**Your goal**
The line containing "of the overcast" marks the start; return it and every line after it in the listing below, exactly, through the last.

☆ ☆ ☆ ☆ ☆ ☆ ☆

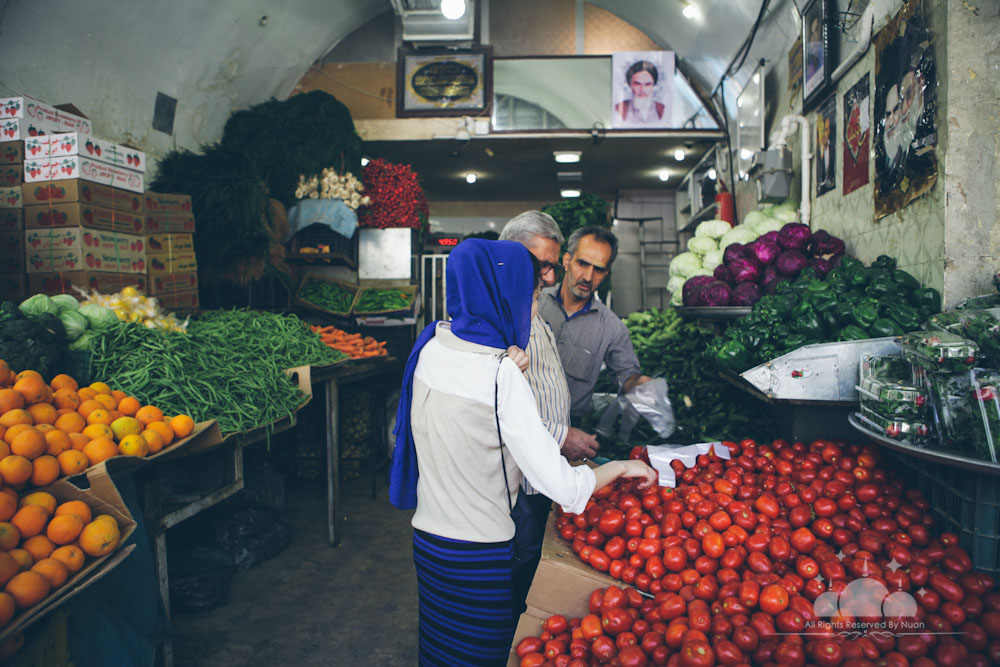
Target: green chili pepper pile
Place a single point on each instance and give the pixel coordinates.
(852, 302)
(380, 300)
(229, 366)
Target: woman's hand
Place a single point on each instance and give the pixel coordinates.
(518, 356)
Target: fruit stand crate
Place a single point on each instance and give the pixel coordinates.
(964, 502)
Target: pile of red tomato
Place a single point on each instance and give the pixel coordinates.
(726, 569)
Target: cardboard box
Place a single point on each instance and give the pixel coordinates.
(11, 152)
(73, 143)
(64, 282)
(78, 248)
(187, 300)
(99, 493)
(78, 166)
(181, 263)
(77, 214)
(11, 219)
(12, 197)
(169, 245)
(172, 282)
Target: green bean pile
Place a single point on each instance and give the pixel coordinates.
(229, 366)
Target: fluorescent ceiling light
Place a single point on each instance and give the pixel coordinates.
(453, 9)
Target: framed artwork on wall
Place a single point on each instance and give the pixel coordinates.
(443, 82)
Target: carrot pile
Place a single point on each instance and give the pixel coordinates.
(353, 345)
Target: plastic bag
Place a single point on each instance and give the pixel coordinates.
(649, 400)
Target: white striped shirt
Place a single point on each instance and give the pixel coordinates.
(548, 384)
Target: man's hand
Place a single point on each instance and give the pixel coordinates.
(518, 356)
(579, 445)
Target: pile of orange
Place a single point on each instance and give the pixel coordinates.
(43, 543)
(57, 429)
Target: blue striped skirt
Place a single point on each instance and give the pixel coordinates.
(466, 600)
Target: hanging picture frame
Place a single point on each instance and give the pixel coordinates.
(442, 82)
(817, 56)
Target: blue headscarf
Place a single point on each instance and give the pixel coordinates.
(490, 286)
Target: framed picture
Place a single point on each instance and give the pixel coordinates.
(817, 58)
(443, 82)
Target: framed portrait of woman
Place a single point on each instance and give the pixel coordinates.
(642, 89)
(817, 58)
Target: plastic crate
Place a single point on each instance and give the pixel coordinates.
(963, 502)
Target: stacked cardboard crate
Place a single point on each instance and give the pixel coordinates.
(170, 257)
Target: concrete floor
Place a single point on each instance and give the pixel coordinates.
(313, 604)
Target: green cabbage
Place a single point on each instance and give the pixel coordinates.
(74, 323)
(685, 264)
(699, 245)
(99, 317)
(65, 302)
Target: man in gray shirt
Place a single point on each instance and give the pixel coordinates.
(587, 332)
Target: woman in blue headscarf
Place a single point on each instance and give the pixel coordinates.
(458, 390)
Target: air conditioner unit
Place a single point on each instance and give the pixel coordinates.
(424, 22)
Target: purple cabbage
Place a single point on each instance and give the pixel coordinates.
(745, 270)
(766, 252)
(694, 285)
(794, 236)
(746, 294)
(821, 266)
(733, 251)
(716, 293)
(791, 262)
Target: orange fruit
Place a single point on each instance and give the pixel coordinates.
(107, 401)
(133, 445)
(99, 416)
(45, 470)
(153, 440)
(28, 588)
(76, 508)
(88, 406)
(42, 413)
(72, 462)
(98, 450)
(57, 442)
(55, 571)
(166, 433)
(101, 387)
(30, 520)
(63, 381)
(100, 537)
(23, 558)
(182, 426)
(71, 556)
(15, 417)
(39, 546)
(71, 422)
(32, 388)
(8, 567)
(10, 536)
(64, 528)
(15, 470)
(98, 431)
(129, 405)
(43, 499)
(10, 400)
(66, 399)
(29, 443)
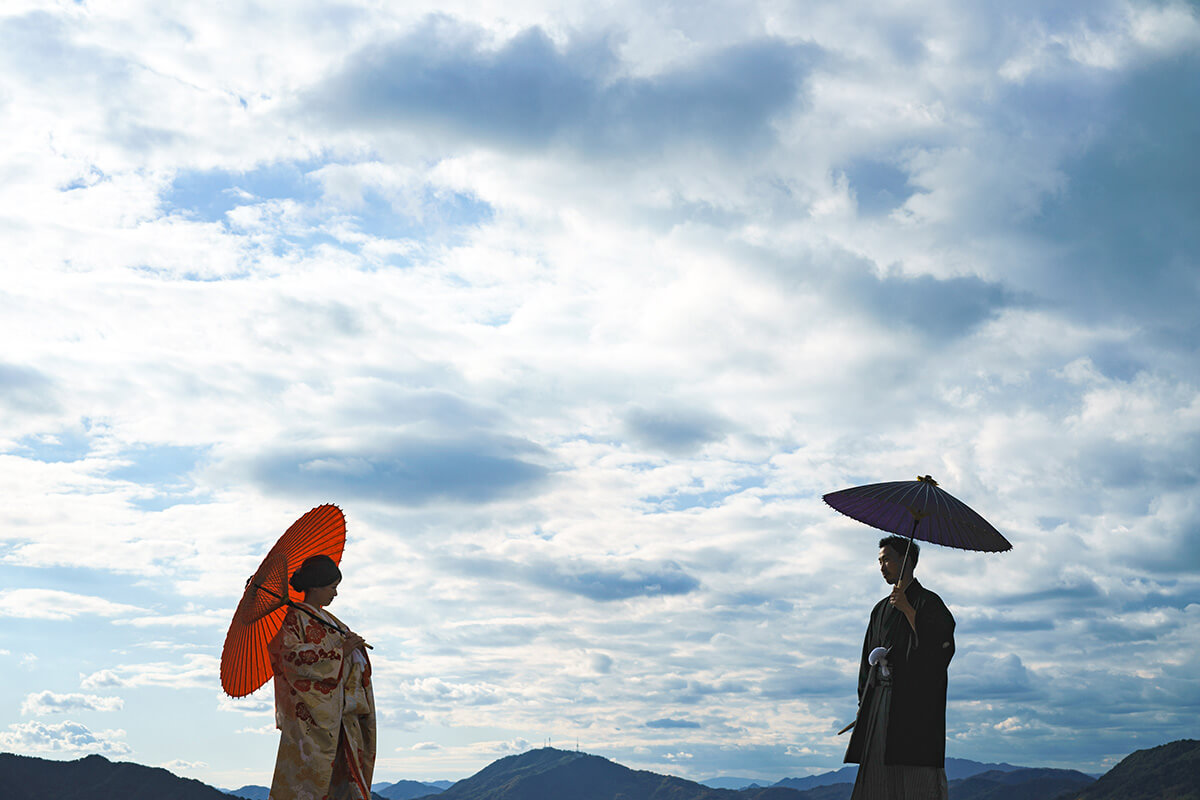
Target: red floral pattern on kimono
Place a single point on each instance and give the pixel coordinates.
(324, 709)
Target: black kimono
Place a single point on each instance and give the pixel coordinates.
(912, 701)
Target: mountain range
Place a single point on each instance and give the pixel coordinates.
(1164, 773)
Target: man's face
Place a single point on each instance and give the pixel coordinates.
(889, 564)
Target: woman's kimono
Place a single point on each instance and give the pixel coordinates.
(324, 709)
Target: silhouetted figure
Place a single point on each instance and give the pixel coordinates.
(899, 739)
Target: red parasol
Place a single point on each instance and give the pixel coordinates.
(245, 663)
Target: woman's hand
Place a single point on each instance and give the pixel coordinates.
(352, 643)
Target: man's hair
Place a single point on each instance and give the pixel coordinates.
(899, 543)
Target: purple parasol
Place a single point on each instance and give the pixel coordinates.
(919, 510)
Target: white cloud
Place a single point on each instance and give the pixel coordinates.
(47, 702)
(63, 738)
(195, 672)
(54, 605)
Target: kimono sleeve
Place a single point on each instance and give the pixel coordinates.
(933, 647)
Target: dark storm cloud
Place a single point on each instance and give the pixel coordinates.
(937, 307)
(529, 92)
(982, 675)
(406, 470)
(601, 581)
(675, 431)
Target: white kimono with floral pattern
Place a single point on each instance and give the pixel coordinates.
(324, 709)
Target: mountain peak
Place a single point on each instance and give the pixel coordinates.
(1165, 771)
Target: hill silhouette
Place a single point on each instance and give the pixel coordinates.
(407, 791)
(1019, 785)
(1164, 773)
(1169, 771)
(550, 773)
(95, 777)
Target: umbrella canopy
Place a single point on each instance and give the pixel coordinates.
(245, 663)
(919, 510)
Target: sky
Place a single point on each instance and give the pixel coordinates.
(576, 310)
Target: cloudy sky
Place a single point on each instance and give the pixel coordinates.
(577, 310)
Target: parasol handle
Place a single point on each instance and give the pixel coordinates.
(287, 601)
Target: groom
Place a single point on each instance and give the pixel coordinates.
(899, 739)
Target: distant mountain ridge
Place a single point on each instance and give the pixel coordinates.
(955, 769)
(95, 777)
(550, 773)
(1169, 771)
(1165, 773)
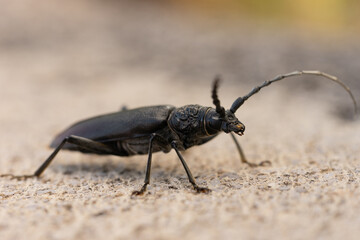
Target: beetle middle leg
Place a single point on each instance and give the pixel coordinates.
(188, 172)
(85, 143)
(148, 170)
(242, 155)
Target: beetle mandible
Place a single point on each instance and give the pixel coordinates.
(146, 130)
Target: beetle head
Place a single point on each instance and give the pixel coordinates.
(222, 120)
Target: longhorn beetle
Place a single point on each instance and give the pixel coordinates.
(146, 130)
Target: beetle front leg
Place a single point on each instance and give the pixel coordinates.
(242, 155)
(148, 170)
(188, 172)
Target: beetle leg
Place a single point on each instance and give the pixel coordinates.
(242, 155)
(148, 170)
(188, 172)
(79, 141)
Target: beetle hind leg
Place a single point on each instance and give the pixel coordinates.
(243, 157)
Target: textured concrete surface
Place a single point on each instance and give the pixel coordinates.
(303, 127)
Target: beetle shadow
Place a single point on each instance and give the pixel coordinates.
(102, 170)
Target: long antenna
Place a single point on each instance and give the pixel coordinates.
(216, 101)
(238, 102)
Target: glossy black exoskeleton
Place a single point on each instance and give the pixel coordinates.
(159, 128)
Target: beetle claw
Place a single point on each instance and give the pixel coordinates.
(261, 164)
(202, 189)
(18, 177)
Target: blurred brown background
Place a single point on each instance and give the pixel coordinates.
(62, 61)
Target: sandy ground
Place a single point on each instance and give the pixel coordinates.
(311, 191)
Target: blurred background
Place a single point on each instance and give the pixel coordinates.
(62, 61)
(51, 49)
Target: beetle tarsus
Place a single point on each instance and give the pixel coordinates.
(141, 192)
(261, 164)
(202, 189)
(18, 177)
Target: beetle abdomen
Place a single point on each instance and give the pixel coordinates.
(118, 126)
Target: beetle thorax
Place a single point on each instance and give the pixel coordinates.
(189, 120)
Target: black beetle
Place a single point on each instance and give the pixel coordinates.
(159, 128)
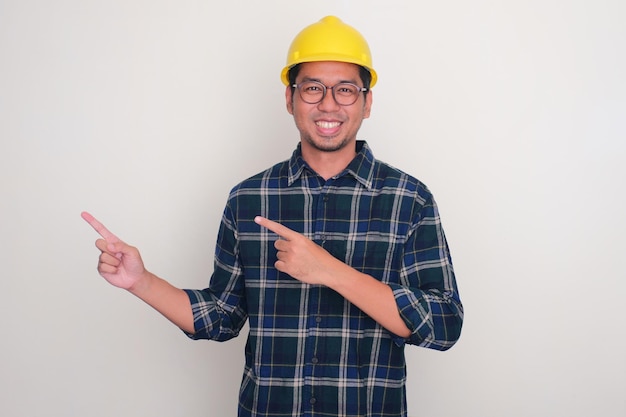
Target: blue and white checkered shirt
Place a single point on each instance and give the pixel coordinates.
(310, 352)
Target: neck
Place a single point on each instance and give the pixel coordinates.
(328, 163)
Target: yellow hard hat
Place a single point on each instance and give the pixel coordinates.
(329, 40)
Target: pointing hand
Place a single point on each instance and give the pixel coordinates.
(299, 256)
(119, 263)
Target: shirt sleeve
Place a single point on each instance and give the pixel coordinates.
(219, 311)
(427, 296)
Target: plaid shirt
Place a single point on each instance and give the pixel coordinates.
(309, 351)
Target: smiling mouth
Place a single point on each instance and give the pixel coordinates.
(327, 125)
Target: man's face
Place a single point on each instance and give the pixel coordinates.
(327, 126)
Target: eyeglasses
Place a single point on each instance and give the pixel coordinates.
(345, 94)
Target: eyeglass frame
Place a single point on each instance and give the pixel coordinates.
(325, 89)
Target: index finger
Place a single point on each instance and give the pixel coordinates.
(279, 229)
(99, 227)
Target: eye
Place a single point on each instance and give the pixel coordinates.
(346, 89)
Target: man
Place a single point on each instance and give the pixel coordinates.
(336, 259)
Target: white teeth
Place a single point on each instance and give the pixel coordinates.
(327, 125)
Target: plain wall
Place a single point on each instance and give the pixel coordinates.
(146, 113)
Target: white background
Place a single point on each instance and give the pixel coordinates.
(146, 113)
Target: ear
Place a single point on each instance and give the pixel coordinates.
(289, 99)
(367, 107)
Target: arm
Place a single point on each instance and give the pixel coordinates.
(121, 265)
(308, 262)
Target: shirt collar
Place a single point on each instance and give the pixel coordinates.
(361, 167)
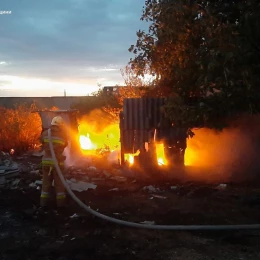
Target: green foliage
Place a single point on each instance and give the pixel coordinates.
(209, 50)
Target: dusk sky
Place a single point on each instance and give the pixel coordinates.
(47, 46)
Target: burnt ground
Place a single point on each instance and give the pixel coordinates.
(26, 233)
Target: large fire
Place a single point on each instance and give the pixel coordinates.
(161, 160)
(91, 139)
(85, 143)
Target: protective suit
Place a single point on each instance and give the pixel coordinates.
(59, 141)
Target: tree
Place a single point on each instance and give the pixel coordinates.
(203, 49)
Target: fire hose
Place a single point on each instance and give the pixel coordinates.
(138, 225)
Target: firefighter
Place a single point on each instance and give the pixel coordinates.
(59, 141)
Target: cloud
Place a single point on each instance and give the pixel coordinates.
(72, 40)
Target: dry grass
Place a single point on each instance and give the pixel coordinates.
(20, 129)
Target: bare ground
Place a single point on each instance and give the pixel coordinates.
(26, 233)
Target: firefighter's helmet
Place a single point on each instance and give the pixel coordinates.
(58, 121)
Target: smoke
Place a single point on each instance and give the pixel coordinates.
(228, 155)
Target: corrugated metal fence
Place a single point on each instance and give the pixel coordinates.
(139, 119)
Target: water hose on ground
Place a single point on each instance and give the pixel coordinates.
(137, 225)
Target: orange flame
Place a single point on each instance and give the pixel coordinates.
(85, 143)
(161, 160)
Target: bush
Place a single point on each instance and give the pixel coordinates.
(20, 129)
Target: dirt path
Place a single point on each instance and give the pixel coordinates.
(26, 234)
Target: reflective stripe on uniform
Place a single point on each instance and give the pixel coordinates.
(45, 194)
(60, 195)
(54, 139)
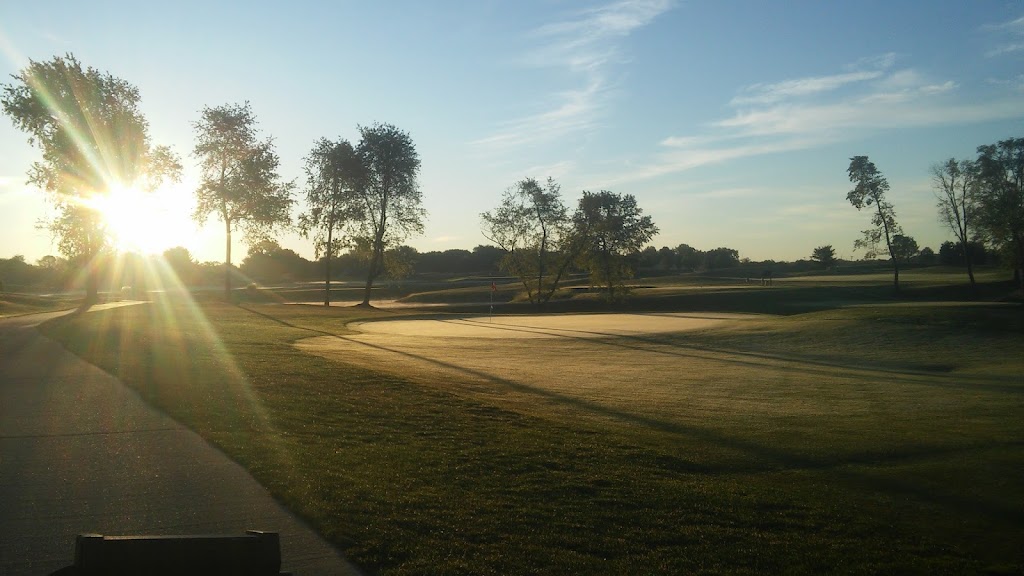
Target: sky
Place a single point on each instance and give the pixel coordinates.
(731, 122)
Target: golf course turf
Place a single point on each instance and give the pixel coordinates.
(873, 439)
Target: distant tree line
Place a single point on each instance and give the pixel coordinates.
(94, 139)
(981, 201)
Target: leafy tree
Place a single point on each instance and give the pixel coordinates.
(904, 247)
(926, 256)
(180, 260)
(869, 190)
(955, 183)
(689, 257)
(721, 257)
(334, 174)
(239, 178)
(1000, 199)
(953, 253)
(824, 255)
(531, 224)
(267, 261)
(610, 227)
(390, 201)
(93, 139)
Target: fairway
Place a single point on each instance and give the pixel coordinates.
(570, 326)
(882, 439)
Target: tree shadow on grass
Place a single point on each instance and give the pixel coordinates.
(764, 360)
(766, 458)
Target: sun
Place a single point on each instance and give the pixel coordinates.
(147, 222)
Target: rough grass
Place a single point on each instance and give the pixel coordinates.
(885, 439)
(13, 304)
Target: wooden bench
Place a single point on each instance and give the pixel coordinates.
(253, 553)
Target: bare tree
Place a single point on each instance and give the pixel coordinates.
(334, 176)
(239, 178)
(955, 184)
(610, 227)
(531, 224)
(870, 188)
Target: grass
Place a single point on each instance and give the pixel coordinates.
(14, 303)
(879, 439)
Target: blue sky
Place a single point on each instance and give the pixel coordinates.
(731, 122)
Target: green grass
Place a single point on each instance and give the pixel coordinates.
(13, 304)
(867, 440)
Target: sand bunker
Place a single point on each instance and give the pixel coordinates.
(553, 326)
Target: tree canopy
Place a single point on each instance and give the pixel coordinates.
(1000, 196)
(824, 255)
(93, 139)
(390, 201)
(239, 178)
(610, 227)
(335, 175)
(955, 186)
(869, 191)
(531, 224)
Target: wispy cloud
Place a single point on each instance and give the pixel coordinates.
(770, 93)
(1009, 34)
(804, 113)
(586, 46)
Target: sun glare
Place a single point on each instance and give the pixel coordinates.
(147, 222)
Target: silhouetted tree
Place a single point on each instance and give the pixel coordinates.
(180, 260)
(239, 178)
(824, 255)
(610, 227)
(955, 184)
(269, 262)
(904, 247)
(486, 258)
(926, 256)
(390, 201)
(721, 257)
(1000, 200)
(870, 188)
(334, 175)
(531, 225)
(93, 138)
(689, 257)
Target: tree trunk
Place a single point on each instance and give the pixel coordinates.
(375, 262)
(327, 268)
(227, 261)
(970, 273)
(91, 283)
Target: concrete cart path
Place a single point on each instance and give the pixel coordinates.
(81, 453)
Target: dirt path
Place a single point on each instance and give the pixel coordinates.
(81, 453)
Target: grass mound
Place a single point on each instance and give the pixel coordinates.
(864, 440)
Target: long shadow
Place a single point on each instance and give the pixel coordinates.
(781, 460)
(768, 360)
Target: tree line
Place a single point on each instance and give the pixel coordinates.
(364, 198)
(981, 201)
(93, 138)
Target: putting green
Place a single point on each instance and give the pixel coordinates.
(552, 326)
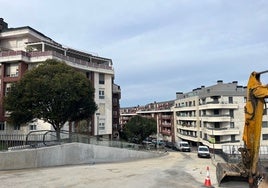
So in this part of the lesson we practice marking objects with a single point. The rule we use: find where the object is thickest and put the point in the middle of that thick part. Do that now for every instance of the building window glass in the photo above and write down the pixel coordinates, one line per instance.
(32, 127)
(264, 124)
(101, 126)
(231, 124)
(101, 94)
(8, 87)
(2, 126)
(265, 137)
(16, 127)
(11, 70)
(101, 78)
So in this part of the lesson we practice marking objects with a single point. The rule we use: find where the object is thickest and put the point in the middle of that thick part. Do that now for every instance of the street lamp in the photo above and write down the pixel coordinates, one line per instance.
(98, 114)
(213, 142)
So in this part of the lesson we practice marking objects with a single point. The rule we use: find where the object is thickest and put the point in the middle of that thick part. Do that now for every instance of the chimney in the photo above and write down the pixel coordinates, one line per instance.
(3, 25)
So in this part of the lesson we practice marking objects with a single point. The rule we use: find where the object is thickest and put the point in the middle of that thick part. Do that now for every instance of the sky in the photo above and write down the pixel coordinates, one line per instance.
(158, 47)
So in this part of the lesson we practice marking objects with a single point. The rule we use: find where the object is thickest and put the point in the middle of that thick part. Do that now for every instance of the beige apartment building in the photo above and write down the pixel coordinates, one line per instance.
(23, 48)
(161, 111)
(212, 116)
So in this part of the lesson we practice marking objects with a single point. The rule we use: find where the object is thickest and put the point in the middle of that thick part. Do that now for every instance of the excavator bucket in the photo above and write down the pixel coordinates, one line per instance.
(230, 172)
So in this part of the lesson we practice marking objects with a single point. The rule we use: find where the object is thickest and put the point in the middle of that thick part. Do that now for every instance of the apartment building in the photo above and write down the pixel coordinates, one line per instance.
(213, 116)
(23, 48)
(116, 110)
(160, 111)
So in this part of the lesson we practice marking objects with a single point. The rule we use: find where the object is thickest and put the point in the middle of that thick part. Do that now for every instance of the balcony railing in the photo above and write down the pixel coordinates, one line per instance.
(56, 54)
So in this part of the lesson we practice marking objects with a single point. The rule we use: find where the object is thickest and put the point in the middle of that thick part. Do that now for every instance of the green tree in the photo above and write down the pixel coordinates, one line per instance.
(53, 92)
(138, 128)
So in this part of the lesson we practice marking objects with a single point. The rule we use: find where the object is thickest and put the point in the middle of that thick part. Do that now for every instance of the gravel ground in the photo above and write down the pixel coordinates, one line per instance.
(173, 170)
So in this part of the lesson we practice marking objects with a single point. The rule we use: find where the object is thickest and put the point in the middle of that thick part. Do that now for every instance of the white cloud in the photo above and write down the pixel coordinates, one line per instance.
(158, 47)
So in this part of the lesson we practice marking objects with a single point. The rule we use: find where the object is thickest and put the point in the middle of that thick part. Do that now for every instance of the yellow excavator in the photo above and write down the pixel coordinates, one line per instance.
(249, 167)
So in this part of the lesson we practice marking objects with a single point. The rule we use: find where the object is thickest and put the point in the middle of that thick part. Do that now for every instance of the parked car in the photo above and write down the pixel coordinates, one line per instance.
(170, 145)
(203, 151)
(182, 146)
(159, 142)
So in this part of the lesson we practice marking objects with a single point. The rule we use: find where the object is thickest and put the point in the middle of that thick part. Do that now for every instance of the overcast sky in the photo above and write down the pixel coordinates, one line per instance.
(158, 47)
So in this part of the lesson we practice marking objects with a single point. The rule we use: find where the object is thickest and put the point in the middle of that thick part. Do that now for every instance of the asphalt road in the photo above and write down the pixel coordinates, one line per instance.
(177, 169)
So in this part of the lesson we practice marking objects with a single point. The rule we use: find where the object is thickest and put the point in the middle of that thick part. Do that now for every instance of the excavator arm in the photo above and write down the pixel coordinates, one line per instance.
(248, 167)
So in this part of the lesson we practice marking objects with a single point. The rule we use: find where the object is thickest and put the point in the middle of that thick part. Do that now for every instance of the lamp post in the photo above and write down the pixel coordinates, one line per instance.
(213, 142)
(97, 114)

☆ ☆ ☆ ☆ ☆ ☆ ☆

**Result**
So in this part of the lesson we practice marking objects with a single point. The rule we use: find where the object is thickest and put the point in the middle of that thick part. Do that now for every instance of the overcast sky in the photo above and write down the pixel coordinates, one line per instance.
(158, 47)
So in this part of the lesson we practice marking objects with a single point. The rule we use: find where the object is thickest and put the point in the middle of that thick part. Do that now for every instance of the asphalt road in the photo above and write down the pixel coordinates, one line per instance.
(177, 169)
So in this part of the lesson we practice marking objects with a single point. The rule we use: find where the object is thickest and put the point in the middle of that thick part. Do that now for every instance of the excavator arm in the photo above and write down the pixel coordinates, one line per instance.
(248, 167)
So in this part of the lesson we practice marking objects with a single point. The rule we use: find where the object is thickest and put the point in the middle of that thick part. Do that now for every instance of the lamp post in the photo above and write down the pixel coordinates, one line per instance.
(213, 142)
(97, 114)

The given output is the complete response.